▶ _EXERCISE DIRECTIONS_
Put each line, from the line containing "Where would you say the blurred dark" up to and including the line containing "278,190 -> 311,245", into a Markdown table with the columns "Row" and "Line", leaving out blank lines. Give the row number under "Row" and the line under "Line".

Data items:
--- Begin ---

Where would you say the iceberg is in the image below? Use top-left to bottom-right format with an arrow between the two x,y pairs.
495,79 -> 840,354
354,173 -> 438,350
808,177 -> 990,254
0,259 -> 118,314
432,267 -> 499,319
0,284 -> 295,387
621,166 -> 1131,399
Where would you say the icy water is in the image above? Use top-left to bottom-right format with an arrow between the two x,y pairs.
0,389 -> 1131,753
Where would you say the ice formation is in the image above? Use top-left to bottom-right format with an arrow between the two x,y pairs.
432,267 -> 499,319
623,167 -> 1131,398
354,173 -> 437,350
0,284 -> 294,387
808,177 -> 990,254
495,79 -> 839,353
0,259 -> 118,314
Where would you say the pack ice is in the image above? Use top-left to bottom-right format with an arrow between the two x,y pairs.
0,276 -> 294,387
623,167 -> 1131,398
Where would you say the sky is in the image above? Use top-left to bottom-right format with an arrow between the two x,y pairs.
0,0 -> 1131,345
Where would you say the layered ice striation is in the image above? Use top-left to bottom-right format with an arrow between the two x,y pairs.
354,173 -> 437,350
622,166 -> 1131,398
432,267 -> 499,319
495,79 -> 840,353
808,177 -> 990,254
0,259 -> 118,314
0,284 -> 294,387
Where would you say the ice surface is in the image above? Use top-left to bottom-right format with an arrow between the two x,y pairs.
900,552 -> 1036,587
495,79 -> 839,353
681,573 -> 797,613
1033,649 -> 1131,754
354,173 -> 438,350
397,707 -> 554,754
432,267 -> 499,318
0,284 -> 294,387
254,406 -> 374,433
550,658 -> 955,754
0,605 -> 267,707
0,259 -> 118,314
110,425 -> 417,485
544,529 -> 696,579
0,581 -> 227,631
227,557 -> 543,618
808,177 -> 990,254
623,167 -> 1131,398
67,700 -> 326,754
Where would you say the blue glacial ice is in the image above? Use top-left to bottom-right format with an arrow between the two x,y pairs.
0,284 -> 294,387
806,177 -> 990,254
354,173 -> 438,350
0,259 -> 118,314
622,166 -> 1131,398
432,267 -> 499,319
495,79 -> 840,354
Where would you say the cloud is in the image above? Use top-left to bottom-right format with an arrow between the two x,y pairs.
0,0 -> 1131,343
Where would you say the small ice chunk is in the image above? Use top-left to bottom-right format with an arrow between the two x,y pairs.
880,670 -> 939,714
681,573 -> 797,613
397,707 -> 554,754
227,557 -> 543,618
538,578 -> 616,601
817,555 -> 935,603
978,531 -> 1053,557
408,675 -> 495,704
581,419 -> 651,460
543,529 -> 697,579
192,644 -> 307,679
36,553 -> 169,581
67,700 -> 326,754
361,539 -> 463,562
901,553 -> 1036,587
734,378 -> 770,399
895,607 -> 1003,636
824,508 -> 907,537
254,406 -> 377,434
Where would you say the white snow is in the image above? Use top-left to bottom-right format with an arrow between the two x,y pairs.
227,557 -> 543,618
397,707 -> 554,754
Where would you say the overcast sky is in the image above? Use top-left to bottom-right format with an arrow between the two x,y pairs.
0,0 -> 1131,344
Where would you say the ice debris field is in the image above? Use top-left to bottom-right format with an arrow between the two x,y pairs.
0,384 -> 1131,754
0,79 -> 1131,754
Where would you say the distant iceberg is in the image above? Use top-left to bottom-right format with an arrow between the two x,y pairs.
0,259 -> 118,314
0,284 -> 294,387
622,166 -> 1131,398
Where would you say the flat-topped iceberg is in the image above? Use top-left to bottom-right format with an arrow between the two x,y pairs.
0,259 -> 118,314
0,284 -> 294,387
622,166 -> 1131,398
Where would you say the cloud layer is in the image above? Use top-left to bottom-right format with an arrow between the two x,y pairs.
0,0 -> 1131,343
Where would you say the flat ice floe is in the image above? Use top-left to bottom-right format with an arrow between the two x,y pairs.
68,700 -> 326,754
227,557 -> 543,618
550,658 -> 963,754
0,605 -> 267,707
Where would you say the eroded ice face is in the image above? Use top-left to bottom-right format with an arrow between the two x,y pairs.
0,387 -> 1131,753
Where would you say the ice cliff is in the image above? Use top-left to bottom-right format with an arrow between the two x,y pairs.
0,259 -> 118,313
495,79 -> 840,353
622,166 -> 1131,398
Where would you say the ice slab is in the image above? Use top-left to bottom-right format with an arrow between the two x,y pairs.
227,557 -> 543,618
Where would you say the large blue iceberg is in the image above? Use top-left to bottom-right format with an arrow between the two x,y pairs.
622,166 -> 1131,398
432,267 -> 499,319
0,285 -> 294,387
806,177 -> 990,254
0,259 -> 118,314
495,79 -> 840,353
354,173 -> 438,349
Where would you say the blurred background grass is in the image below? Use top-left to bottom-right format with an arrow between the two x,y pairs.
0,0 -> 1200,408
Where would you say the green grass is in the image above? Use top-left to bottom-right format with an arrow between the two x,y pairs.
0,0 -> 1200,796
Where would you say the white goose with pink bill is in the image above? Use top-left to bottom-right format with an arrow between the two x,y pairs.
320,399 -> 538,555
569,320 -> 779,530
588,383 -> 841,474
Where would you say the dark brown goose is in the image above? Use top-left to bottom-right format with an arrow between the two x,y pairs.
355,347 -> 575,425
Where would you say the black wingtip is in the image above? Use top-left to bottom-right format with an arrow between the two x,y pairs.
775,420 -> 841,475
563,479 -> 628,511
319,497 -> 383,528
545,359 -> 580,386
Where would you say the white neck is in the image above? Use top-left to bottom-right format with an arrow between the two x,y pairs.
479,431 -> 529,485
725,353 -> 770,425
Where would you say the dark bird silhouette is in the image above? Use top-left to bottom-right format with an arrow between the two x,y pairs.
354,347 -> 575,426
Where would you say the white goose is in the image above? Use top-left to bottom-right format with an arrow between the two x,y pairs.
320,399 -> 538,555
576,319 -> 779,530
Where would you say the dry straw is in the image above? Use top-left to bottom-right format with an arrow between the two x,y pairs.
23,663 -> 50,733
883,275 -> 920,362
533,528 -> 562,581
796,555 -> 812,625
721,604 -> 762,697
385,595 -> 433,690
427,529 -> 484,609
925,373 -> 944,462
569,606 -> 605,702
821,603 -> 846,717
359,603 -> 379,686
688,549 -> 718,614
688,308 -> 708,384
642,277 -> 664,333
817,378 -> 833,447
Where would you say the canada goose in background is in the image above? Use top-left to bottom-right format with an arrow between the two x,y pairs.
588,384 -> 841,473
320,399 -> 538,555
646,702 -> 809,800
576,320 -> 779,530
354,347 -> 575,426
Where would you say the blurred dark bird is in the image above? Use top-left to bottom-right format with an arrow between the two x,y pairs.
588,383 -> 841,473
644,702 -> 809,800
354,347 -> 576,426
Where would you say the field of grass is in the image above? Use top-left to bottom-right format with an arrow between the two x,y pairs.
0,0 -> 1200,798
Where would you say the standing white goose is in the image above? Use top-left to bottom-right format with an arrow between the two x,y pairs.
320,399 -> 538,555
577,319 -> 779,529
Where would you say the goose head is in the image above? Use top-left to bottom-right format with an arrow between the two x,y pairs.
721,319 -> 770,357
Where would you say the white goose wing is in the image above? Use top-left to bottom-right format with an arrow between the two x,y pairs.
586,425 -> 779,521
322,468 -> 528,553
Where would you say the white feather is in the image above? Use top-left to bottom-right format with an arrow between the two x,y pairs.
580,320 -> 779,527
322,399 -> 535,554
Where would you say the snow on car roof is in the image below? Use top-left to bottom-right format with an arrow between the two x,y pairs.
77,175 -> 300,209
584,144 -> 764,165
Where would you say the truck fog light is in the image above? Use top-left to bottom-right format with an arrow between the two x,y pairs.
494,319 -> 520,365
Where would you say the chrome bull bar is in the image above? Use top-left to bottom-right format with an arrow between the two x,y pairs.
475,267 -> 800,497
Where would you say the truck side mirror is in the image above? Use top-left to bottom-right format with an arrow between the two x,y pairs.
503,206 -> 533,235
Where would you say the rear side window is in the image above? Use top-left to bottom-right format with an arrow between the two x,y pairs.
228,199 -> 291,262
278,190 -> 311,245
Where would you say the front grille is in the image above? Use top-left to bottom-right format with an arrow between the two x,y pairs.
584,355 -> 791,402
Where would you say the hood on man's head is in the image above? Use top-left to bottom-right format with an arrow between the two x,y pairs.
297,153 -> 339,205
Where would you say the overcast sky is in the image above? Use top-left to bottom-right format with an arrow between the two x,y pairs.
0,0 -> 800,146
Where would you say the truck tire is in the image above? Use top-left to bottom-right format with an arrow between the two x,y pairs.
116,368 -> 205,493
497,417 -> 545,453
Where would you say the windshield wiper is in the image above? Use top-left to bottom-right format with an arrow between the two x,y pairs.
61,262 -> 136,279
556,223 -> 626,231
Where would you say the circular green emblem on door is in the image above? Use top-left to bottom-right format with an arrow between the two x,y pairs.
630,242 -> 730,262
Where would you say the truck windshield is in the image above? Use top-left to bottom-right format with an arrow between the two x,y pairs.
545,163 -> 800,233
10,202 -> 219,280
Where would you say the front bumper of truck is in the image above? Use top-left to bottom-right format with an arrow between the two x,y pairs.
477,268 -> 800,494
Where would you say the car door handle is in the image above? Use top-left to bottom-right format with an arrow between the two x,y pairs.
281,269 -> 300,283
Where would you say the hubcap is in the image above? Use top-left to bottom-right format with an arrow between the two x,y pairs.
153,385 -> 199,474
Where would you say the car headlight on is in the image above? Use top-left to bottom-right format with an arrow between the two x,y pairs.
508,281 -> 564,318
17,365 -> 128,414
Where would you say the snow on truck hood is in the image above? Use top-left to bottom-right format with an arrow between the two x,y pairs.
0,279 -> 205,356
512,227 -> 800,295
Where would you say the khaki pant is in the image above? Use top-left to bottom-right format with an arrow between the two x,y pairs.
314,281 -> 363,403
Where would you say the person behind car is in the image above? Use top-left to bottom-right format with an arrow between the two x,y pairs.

--- End ---

▶ _EXERCISE ANSWER_
| Row | Line |
|---|---|
| 1 | Where would you say the blurred dark bird is in the image above? Use top-left to bottom-right format with an arrow between the two x,y pairs. |
| 2 | 588,383 -> 841,473 |
| 3 | 644,702 -> 809,800 |
| 4 | 354,347 -> 576,426 |
| 5 | Where would you say the field of grass is in the image above? Use top-left to bottom-right format with an arrow between the two x,y pairs. |
| 6 | 0,0 -> 1200,798 |
| 7 | Where would you say the standing white goose is in the image above? Use top-left to bottom-right format with an arrow between the two x,y pairs. |
| 8 | 320,399 -> 538,555 |
| 9 | 577,319 -> 779,529 |
| 10 | Where would you say the goose head is in the image above? Use top-left to bottom-right format with an arrow between the two x,y pairs. |
| 11 | 721,319 -> 770,357 |
| 12 | Where would you say the white goose wing is in the image above? Use top-left to bottom-right format with an arrow between the two x,y pairs. |
| 13 | 586,425 -> 779,521 |
| 14 | 322,468 -> 528,553 |
| 15 | Where would you say the white feather is in the image above? Use top-left to bottom-right format with an arrow between the two x,y pairs. |
| 16 | 580,320 -> 779,527 |
| 17 | 322,399 -> 535,554 |
| 18 | Where would you say the snow on car roof is in the image below? Use top-left to bottom-right format with an arrow between the two x,y pairs. |
| 19 | 77,175 -> 300,209 |
| 20 | 584,144 -> 764,165 |
| 21 | Where would you say the truck fog light is in the image above? Use top-left to bottom-right format with an arrow between the two x,y pairs. |
| 22 | 494,319 -> 520,365 |
| 23 | Where would you say the chrome bull bar is in the image above? Use top-left to bottom-right format with an arrow between the two x,y pairs. |
| 24 | 475,267 -> 800,497 |
| 25 | Where would you say the truck side mirror is in the image above? Use top-left to bottom-right format with an arrow between the two x,y pairs. |
| 26 | 503,206 -> 533,235 |
| 27 | Where would you say the rear side window is in the image above? Use top-left to bottom-right format with an arrow between the two x,y pairs. |
| 28 | 228,199 -> 291,262 |
| 29 | 278,190 -> 311,245 |